*Document:*
# Will US bought phones work in India ?



## rajesh00 (Jan 12, 2014)

My friend is Coming to India next month from US,so i'm planning to get nexus 5 or lg G2..Do they work in india or should i need to unlock it to get it worked ? And how do i unlock phone or to be done ? Need some details..


----------



## Hrishi (Jan 12, 2014)

Buy an unlocked phone , this way you can use it anywhere in the world , given that the phone supports all the frequency bands. Most of the recently released smartphone are capable of this.
Or else if you are buying a smartphone from at&t or anyone else with locked state , you can later on purchase or obtain unlock codes in order to use the phone with other carriers as well.

For instance , I am currently using an unlocked at&t phone bought from US. Even my previous one was at&t unlocked.


----------



## rajesh00 (Jan 12, 2014)

*Recorded information:*
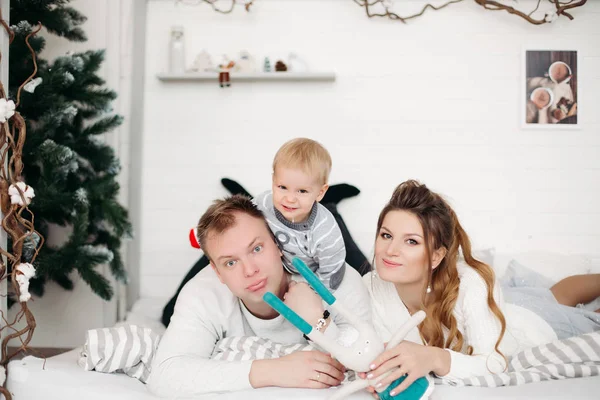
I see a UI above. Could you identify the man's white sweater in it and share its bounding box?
[148,267,371,397]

*Prompt:*
Say whether each statement below agrees with the forum thread on using US phones in India, answering yes or no and quoting the words from the thread that decide it.
1. The person asking plans to get either a Nexus 5 or an LG G2.
2. The reply says an unlocked phone works anywhere, whatever frequency bands it supports.
3. The person replying currently uses a phone bought in India.
The material plays no part here and can be left aside.

*Response to this exercise:*
1. Yes: "i'm planning to get nexus 5 or lg G2"
2. No: "given that the phone supports all the frequency bands"
3. No: "I am currently using an unlocked at&t phone bought from US"